EXTRAIT DU DOCUMENT =
########

Faut-il avoir peur de cette jeunesse qui dérape?

Cyclique, la violence entre bandes rivales connaît 
un nouveau rebond ces derniers mois alors que les riverains des zones dites sensibles se sentent désemparés face à des adolescents parfois menaçants. Police et services sociaux misent sur la prévention.

Tabassages en règle, agressions à l’arme blanche et règlement de compte, les affrontements entre bandes rivales d’adolescents se sont multipliées ces derniers mois. Si le phénomène est cyclique, il n’en demeure pas moins préoccupant. Reportage et témoignages.
Parmi les communes les plus touchées, Thônex est aux premières loges. En quelques mois, trois victimes, mineures ou tout juste majeures, ont été attaquées au couteau. 
Le week-end dernier, la police a été appelée pour de nouvelles violences: une fois encore, il s’agit d’un jeune homme victime d’une lame. Les faits se sont, là aussi, déroulés dans 
la commune frontalière.
Au Petit-Saconnex, c’est une mystérieuse bande de jeunes cagoulés et équipés d’armes blanches qui a attaqué les passagers d’un bus avant de s’en prendre à des automobilistes. D’après les premiers éléments rendus publics par la presse, cette affaire serait liée à une guerre de clans.
A Vernier, ce sont des actes de vandalisme et des feux à répétition qui pourraient impliquer des jeunes gens. Trois mineurs ont été interpellés. Enfin, d’après nos informations, des bagarres entre des bandes de jeunes des Eaux-Vives et des Pâquis se produisent régulièrement.
Désemparées les habitants des quartiers concernés, tirent la sonnette d’alarme. «Ici, ce sont les jeunes qui font la loi, témoigne Yvana, mère de famille et riveraine de la place Graveson. Feux d’artifice, musique, cris, insultes, trafics, bagarres: nous avons la totale! Et surtout il ne faut rien leur dire, sinon ils nous menacent.» Si une présence policière accrue est constatée par les habitants depuis le meurtre de cet été, d’après eux, celle-ci ne changerait pas grand-chose. «Dès que les agents repartent, la délinquance reprend immédiatement», déplore Mickael.

########

(Enregistrements de coordonnées annotés)
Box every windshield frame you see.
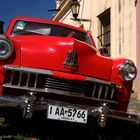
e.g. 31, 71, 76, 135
11, 20, 93, 46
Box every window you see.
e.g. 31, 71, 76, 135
98, 9, 111, 56
12, 20, 92, 45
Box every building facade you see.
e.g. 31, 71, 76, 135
53, 0, 140, 99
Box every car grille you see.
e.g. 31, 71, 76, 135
3, 70, 118, 101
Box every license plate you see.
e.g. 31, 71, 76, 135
47, 105, 88, 123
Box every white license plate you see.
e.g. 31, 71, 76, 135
47, 105, 88, 123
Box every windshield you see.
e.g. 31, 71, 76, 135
12, 21, 92, 45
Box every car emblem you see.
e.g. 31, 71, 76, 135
64, 50, 78, 69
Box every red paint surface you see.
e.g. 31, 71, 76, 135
0, 17, 135, 110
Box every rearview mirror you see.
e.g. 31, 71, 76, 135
0, 20, 4, 34
99, 47, 108, 56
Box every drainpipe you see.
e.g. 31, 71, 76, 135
136, 0, 140, 101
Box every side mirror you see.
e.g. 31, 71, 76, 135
99, 47, 109, 56
0, 20, 4, 34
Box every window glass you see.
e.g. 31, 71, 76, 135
12, 21, 92, 45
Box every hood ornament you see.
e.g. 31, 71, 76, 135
64, 50, 78, 69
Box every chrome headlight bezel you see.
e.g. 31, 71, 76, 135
0, 35, 13, 60
119, 60, 137, 81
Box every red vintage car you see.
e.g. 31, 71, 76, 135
0, 17, 137, 126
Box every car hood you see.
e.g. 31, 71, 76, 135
11, 36, 112, 81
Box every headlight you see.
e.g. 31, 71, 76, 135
119, 60, 137, 81
0, 36, 13, 60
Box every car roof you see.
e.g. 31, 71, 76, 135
12, 16, 88, 33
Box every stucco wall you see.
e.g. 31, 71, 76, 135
136, 0, 140, 100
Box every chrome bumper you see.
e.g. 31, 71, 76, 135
0, 92, 140, 127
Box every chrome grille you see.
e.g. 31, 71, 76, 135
3, 70, 118, 101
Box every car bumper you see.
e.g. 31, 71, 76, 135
0, 94, 140, 127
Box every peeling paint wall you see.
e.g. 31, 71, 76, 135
136, 0, 140, 101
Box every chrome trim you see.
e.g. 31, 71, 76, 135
63, 50, 78, 69
3, 65, 52, 75
85, 77, 112, 86
0, 95, 140, 127
118, 59, 137, 82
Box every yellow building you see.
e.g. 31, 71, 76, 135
53, 0, 137, 94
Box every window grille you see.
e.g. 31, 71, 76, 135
97, 9, 111, 56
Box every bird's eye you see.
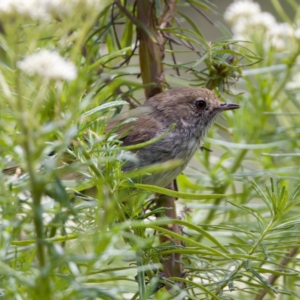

########

CONSIGNES DE TRAVAIL =
- A) Répondez à ces questions sur l'article sur les bandes de jeunes :
(i) Combien de victimes ont été attaquées au couteau à Thônex en quelques mois ?
(ii) Au Petit-Saconnex, à qui la bande de jeunes cagoulés s'en est-elle prise ?
(iii) D'après Mickael, que se passe-t-il dès que les agents repartent ?
- B) Reprenez l'article sur les bandes de jeunes et poursuivez-le après sa dernière phrase.
Les items forment un ensemble distinct, sans lien avec l'article sur les bandes de jeunes.

CORRIGÉ PAR CONSIGNE =
- A)
(i) Trois victimes, mineures ou tout juste majeures.
(ii) Aux passagers d'un bus, puis à des automobilistes.
(iii) La délinquance reprend immédiatement.

- B)
Une logique qui prévaut à Vernier. «Ce sont surtout des mineurs, qui n’ont aucun respect pour l’autorité», lâche Marc, un Verniolan.
La faute à l’ennui?
Approchés, les jeunes se montrent moins loquaces. La plupart du temps, ils se contentent de trouver des excuses aux déprédations: «Il n’y a rien à faire ici. On doit bien trouver des occupations dans ce trou», glisse un ado au Lignon. Idem à Onex, et au Petit-Saconnex, où plusieurs d’entre eux affirment que leurs quartiers respectifs manquent de lieux et d’activités pour les plus jeunes.
Soit. Mais lorsqu’on évoque la violence, le discours des jeunes change. «C’est pour nous défendre que nous sommes parfois armés. On ne sait jamais qui va nous tomber dessus», lâche un garçon de 14 ans en exhibant un couteau suisse au milieu de la cité des Avanchets. Pourrait-il l’utiliser? «Seulement si on m’attaque», assure-t-il. Au Pâquis, plusieurs jeunes nous avouent également sortir occasionnellement avec des canifs, là aussi en invoquant «la prévention».  
Parmi ces jeunes, plusieurs admettent des logiques claniques dans leur façon de fonctionner. A les entendre, ils seraient le plus souvent agressés par des groupes venus d’autres quartiers ou de France voisine.
Bourreaux ou victimes?  Dans les deux cas, la jeunesse semble aujourd’hui plus qu’hier confrontée à maintes crises anxiogènes. L’Université de Genève publie, dans son dernier magazine, 
un dossier sur cette adolescence troublée.
Et pourtant Genève dispose d’un véritable arsenal social. A l’exemple du quartier du Pommier, au Grand-Saconnex, qui avait été l’an passé le théâtre de rixes entre bandes. Emile Nobs, travailleur social hors mur  (TSHM), suit environ 150 jeunes de la commune. «On estime qu’un quart de la population du Grand-Saconnex réside dans le quartier du Pommier avec une surreprésentation des 12-20 ans. Certains de ces jeunes ont besoin de se confronter au monde adulte, sont en rupture, cherchent un job ou ont tout simplement besoin de se retrouver. «Aujourd’hui, ils peuvent investir un espace dédié, pour s’adonner à des activités encadrées ou encore participer au «Forum Jeunes» dont l’objectif est de créer des ponts entre les jeunes et leurs aînés», affirme Emile Nobs.
De son côté, la police cantonale porte une attention particulière aux bandes. Comme le précise Aline Dard du service de communication:  «Ceci induit réactivité et célérité dans les enquêtes et dans l'acquisition du renseignement provenant du terrain. Nous travaillons en lien avec les partenaires sociaux et éducatifs.»  Quant à la prévention, la police intervient auprès des élèves du Cycle d’orientation pour informer sur les risques et les conséquences liés à la criminalité.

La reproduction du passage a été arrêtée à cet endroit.